Material for this task: Begin
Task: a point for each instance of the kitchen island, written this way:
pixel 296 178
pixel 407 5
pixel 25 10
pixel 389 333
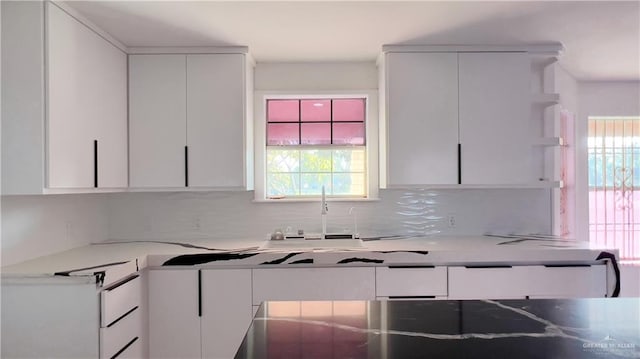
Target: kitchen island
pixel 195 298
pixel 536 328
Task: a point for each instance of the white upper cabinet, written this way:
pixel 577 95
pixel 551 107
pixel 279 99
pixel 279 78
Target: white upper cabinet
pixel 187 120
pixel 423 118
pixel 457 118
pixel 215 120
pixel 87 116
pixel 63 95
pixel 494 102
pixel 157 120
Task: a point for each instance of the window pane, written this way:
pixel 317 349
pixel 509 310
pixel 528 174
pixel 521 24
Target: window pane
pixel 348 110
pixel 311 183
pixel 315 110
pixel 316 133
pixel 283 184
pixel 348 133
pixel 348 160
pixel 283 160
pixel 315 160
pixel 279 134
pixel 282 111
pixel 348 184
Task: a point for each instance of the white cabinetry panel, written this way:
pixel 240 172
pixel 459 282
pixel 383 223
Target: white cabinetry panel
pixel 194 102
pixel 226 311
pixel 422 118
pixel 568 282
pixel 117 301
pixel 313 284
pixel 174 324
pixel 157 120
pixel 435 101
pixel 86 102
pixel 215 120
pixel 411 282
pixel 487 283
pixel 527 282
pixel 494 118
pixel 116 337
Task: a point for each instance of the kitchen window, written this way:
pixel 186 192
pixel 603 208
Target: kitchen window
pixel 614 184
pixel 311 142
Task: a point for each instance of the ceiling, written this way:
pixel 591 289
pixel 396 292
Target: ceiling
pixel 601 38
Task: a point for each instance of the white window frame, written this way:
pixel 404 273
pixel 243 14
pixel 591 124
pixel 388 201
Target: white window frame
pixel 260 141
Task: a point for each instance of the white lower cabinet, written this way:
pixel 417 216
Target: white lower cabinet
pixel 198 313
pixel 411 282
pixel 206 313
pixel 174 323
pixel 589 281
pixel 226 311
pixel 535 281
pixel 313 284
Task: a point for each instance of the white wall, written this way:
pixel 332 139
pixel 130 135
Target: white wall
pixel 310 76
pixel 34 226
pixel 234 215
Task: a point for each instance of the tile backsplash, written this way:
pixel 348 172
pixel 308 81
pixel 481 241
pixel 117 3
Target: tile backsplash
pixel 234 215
Material for this task: End
• _Problem details_
Repeat only the lines starting at the one that contains "pixel 396 292" and ending at the last line above, exactly as written.

• _Answer below_
pixel 396 292
Target: ceiling
pixel 601 38
Task: a point for each instance of the white window frame, written this way:
pixel 404 273
pixel 243 14
pixel 591 124
pixel 388 201
Target: white window frame
pixel 260 141
Task: a point for each instance of the white lower cabinet, written this way:
pixel 417 216
Target: white lower cabinet
pixel 198 313
pixel 411 282
pixel 206 313
pixel 174 323
pixel 589 281
pixel 226 311
pixel 535 281
pixel 313 284
Task: a point for each instance of the white wall, written this way:
pixel 332 139
pixel 130 135
Target: white wall
pixel 310 76
pixel 34 226
pixel 234 215
Task: a point for each instance of the tile backsplash, written this way:
pixel 348 172
pixel 308 81
pixel 481 241
pixel 117 3
Target: tile backsplash
pixel 234 215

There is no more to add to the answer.